(Task inputs):
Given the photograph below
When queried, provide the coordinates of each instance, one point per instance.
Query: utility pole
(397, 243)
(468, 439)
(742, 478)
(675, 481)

(What to do): Repeat the listing above in full, word for word.

(Answer section):
Given the photograph below
When queried, provide the coordinates of each instance, one point per instance.
Query: utility pole
(397, 243)
(468, 439)
(742, 478)
(675, 481)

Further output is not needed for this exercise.